**What you need to do**
The output must be the line with "Could you please indicate the bin" and every following line to the end of the material, exactly as they appear, and nothing else.

----

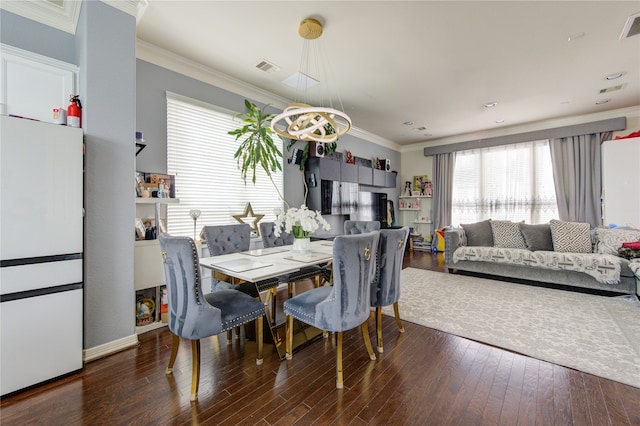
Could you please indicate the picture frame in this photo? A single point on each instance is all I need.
(420, 184)
(141, 230)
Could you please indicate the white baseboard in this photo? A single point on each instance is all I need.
(109, 348)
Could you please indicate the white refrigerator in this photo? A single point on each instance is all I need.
(41, 251)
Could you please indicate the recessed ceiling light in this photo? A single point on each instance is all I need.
(575, 36)
(615, 75)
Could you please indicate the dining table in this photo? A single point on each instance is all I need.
(261, 266)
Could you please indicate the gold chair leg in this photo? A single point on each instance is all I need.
(339, 381)
(290, 290)
(174, 353)
(289, 337)
(267, 297)
(273, 304)
(259, 339)
(396, 311)
(367, 341)
(195, 368)
(379, 328)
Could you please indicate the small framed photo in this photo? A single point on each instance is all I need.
(140, 229)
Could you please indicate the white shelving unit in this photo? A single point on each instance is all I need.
(417, 217)
(148, 268)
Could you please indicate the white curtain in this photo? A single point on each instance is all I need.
(508, 182)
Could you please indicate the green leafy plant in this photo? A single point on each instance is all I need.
(259, 145)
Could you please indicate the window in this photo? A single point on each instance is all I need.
(200, 155)
(509, 182)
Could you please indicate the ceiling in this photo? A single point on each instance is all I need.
(432, 63)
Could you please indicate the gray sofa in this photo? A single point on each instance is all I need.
(533, 252)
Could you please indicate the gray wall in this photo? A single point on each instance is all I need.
(105, 42)
(151, 112)
(121, 95)
(37, 38)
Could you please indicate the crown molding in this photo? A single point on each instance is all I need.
(60, 14)
(163, 58)
(130, 7)
(633, 111)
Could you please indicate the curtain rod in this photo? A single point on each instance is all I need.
(619, 123)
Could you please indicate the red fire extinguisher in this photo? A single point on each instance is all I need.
(74, 112)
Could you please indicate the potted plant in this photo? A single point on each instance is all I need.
(260, 144)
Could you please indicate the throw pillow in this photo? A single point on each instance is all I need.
(537, 237)
(506, 234)
(478, 234)
(570, 237)
(609, 240)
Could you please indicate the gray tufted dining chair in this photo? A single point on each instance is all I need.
(315, 272)
(194, 315)
(385, 288)
(346, 304)
(360, 226)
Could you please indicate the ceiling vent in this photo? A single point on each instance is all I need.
(613, 88)
(631, 27)
(267, 66)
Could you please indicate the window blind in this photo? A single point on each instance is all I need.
(200, 155)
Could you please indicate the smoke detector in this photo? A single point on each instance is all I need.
(631, 27)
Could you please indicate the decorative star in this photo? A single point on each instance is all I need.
(249, 217)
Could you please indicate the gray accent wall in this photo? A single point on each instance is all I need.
(151, 112)
(120, 95)
(105, 44)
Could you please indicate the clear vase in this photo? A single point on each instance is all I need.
(301, 245)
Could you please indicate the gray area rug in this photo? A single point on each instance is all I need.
(594, 334)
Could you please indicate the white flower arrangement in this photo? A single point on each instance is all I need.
(300, 222)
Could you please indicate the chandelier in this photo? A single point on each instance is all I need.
(301, 121)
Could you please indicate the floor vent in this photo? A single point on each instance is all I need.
(631, 27)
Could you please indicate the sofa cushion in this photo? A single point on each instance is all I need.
(537, 237)
(506, 234)
(609, 240)
(570, 237)
(478, 234)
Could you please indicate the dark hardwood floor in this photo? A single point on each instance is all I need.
(424, 377)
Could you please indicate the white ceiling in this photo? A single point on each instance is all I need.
(434, 63)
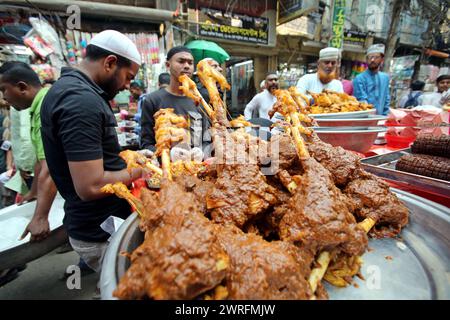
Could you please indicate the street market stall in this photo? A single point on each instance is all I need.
(232, 230)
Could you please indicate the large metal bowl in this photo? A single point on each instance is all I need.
(351, 123)
(359, 140)
(415, 268)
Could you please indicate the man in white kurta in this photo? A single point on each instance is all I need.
(263, 102)
(325, 77)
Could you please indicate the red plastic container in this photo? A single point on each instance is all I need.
(399, 141)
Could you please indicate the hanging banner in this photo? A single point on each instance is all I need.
(337, 24)
(246, 21)
(353, 37)
(240, 27)
(289, 10)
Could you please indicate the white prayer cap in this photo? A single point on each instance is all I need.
(376, 48)
(117, 43)
(262, 85)
(329, 54)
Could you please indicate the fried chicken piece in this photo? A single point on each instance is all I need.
(180, 258)
(374, 200)
(169, 129)
(370, 195)
(264, 270)
(240, 193)
(240, 122)
(121, 190)
(189, 88)
(341, 163)
(318, 216)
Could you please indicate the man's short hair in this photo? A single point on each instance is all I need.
(164, 78)
(417, 85)
(443, 77)
(176, 50)
(17, 71)
(95, 53)
(271, 73)
(137, 84)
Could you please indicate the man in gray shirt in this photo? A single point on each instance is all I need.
(179, 61)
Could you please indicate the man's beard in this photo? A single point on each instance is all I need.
(272, 88)
(374, 67)
(326, 77)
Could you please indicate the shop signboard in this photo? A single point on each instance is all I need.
(353, 37)
(247, 21)
(289, 10)
(234, 27)
(337, 37)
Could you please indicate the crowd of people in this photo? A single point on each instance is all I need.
(64, 138)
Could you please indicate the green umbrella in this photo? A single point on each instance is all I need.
(202, 49)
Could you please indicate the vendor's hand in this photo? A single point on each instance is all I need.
(27, 198)
(210, 160)
(136, 173)
(25, 174)
(146, 153)
(9, 173)
(38, 228)
(178, 153)
(197, 154)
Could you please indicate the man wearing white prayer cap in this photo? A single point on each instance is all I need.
(372, 86)
(325, 77)
(81, 144)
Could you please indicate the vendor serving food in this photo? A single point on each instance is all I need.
(80, 141)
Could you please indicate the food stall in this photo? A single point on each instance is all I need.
(236, 229)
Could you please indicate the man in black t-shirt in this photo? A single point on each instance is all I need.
(80, 140)
(179, 61)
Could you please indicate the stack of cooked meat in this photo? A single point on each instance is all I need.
(233, 233)
(431, 157)
(263, 222)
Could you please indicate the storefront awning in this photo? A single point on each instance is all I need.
(101, 9)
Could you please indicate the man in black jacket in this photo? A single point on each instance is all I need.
(81, 144)
(179, 61)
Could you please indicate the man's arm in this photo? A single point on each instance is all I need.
(148, 140)
(89, 177)
(251, 106)
(358, 89)
(387, 104)
(302, 84)
(46, 192)
(32, 193)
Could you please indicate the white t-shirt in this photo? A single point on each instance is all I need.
(312, 83)
(263, 103)
(432, 99)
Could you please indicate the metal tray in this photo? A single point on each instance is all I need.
(24, 251)
(384, 167)
(341, 115)
(413, 267)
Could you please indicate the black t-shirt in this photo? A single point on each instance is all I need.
(79, 125)
(161, 99)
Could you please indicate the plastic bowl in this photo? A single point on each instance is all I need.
(359, 140)
(399, 141)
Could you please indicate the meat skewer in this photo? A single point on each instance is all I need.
(288, 107)
(189, 88)
(169, 128)
(135, 160)
(121, 190)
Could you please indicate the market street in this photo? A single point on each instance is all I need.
(40, 280)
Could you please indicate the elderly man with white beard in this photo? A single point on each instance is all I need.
(325, 77)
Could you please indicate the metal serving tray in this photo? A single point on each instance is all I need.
(384, 167)
(415, 266)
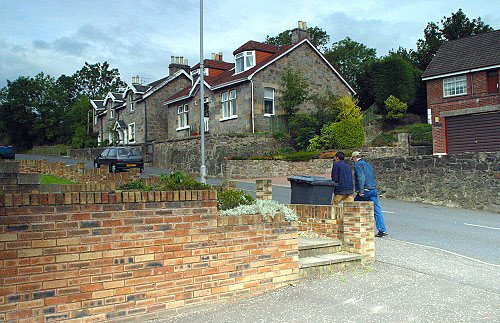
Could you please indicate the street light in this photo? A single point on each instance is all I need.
(203, 169)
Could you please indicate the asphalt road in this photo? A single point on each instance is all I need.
(473, 234)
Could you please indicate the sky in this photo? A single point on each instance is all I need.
(139, 37)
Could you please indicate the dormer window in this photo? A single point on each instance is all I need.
(244, 61)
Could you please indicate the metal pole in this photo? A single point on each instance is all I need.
(203, 169)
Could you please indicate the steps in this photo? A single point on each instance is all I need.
(318, 256)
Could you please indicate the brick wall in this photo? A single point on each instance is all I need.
(477, 96)
(101, 256)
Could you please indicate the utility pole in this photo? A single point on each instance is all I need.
(203, 169)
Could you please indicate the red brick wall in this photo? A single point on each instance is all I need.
(98, 256)
(477, 96)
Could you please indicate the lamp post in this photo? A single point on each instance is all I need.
(203, 169)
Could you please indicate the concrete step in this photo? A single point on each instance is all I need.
(318, 246)
(319, 265)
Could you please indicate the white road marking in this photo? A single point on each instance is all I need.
(481, 226)
(446, 251)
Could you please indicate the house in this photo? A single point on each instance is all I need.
(135, 115)
(463, 95)
(241, 97)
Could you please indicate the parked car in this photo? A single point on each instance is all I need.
(120, 158)
(7, 152)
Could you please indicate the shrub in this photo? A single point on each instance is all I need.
(420, 134)
(301, 156)
(384, 139)
(395, 108)
(179, 181)
(264, 207)
(229, 199)
(135, 185)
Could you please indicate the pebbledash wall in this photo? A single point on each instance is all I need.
(103, 256)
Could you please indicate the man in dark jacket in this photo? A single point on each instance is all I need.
(342, 175)
(366, 190)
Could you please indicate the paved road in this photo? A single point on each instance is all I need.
(472, 234)
(407, 283)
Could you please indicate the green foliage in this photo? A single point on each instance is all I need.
(179, 181)
(229, 199)
(300, 156)
(395, 108)
(294, 91)
(50, 179)
(450, 28)
(319, 38)
(420, 134)
(302, 128)
(350, 59)
(136, 186)
(384, 139)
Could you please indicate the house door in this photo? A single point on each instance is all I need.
(473, 132)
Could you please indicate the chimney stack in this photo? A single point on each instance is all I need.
(300, 32)
(177, 63)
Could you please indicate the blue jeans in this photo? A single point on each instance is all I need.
(372, 195)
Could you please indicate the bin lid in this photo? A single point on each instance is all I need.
(312, 180)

----

**Solution to this problem**
Could you please indicate the bin lid in this photo? A single point on each instance is all I need.
(312, 180)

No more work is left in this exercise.